Actions to take:
• 1. Copy the stretch of the passage on the GitHub repository agent from "Onboard the Agent" through "to the repository." word for word.
• 2. Summarize the passage on the GitHub repository agent in two sentences.

Exercise passage:
——

Onboard the Agent on GitHub Repository

Specify the following configurations:
- Repository URL: E.g., https://github.com/<owner>/<repo>
- Source Path: E.g., src/java/main/com/module
- GitHub Access Token: Should have at least read access to the repository.
- Prompts and Models: Defaults provided. May be overriden.
Run the Onboard-Graph.

Use the Agent

Use the onboarding configurations.
Chat with the agent!

Implementation

Let’s now understand the agent workflows!

Onboarding Workflow

Figure - Onboarding Graph

See src/se_agent/onboard_graph.py for implementation details.

One aspect of the implementation worth highlighting is that we generate semantic undertanding for code files in parallel. E.g., if a repository has 1000 files. We make 1000 parallel LLM calls for semantic summary generation, effectively completing it in a single call’s time. This saves a significant amount of time.

from langgraph.types import Send

# ...

def continue_to_save_file_summaries(state: OnboardState, *, config: RunnableConfig):
    """ Maps out over the filepaths, returning a list of `Send` objects. Each `Send`
    object includes target node name and the state to send to that node.
    """
    return [
        Send("generate_file_summary", FilepathState(filepath=filepath))
        for filepath in state.filepaths
    ]

# ...

# Conditional edge from get_filepaths node that parallel forks
builder.add_conditional_edges("get_filepaths", continue_to_save_file_summaries, ["generate_file_summary"])

# ...

Similarly we generate semantic understanding for higher order packages also in parallel.

Assist Workflow

Figure - Assist Graph

See src/se_agent/assist_graph.py for implementation details.

We follow a hierarchical approach to localize the issue being discussed in the user conversation to the most relevant files, and then generate a resolution using those files.

Why do we use Hierarchical approach?

Sending the whole code base with every request is not feasible:
- may far exceed the permitted token limit
- generates huge network traffic
- leads to huge LLM costs
- results in less accurate responses
It is intuitive! Say the code repository was available as a book. The high-order understanding represented by package-level summaries is like a table of contents or outline. Resolving an issue is like answering a question using this book. We’d first consult the table of contents to assess which chapters are relevant. We’d then go to those chapters and assess which sections are relevant, and then answer the question based on those parts. This keeps the context strictly relevant to the query, allowing a faster and more accurate response, all within token limits!

——

Material supplied:
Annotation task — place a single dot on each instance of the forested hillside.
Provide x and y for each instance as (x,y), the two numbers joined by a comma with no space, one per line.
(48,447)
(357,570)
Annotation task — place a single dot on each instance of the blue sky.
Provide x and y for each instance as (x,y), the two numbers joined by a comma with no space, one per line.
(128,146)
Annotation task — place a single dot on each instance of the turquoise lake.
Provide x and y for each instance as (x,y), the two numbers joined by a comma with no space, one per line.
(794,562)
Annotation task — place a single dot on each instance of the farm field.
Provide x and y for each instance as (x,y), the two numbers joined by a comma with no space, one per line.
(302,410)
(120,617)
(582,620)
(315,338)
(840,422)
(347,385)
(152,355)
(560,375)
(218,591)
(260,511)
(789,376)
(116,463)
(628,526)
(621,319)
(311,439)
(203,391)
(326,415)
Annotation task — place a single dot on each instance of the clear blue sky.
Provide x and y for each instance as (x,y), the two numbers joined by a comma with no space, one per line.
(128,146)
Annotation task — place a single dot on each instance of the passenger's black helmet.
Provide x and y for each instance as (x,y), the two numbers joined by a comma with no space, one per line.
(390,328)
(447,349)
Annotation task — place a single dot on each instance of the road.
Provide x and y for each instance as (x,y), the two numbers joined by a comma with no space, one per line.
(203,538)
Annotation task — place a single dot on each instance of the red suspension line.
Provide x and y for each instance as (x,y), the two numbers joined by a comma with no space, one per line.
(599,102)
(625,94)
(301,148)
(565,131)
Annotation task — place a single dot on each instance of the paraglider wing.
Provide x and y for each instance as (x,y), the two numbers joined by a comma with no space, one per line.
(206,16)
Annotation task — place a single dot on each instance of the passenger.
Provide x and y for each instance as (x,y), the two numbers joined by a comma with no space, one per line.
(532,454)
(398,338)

——

Answers per task:
• 1.
Onboard the Agent on GitHub Repository

Specify the following configurations:
- Repository URL: E.g., https://github.com/<owner>/<repo>
- Source Path: E.g., src/java/main/com/module
- GitHub Access Token: Should have at least read access to the repository.

• 2. To onboard the agent on a GitHub repository, you specify the repository URL, source path, a GitHub access token with at least read access, and the prompts and models (defaults are provided), and then run the Onboard-Graph. The onboarding workflow generates semantic understanding for code files and higher-order packages in parallel, and the assist workflow takes a hierarchical approach: it narrows the issue in the user conversation down to the most relevant files and then generates a resolution from those files, because sending the whole code base with every request is not feasible.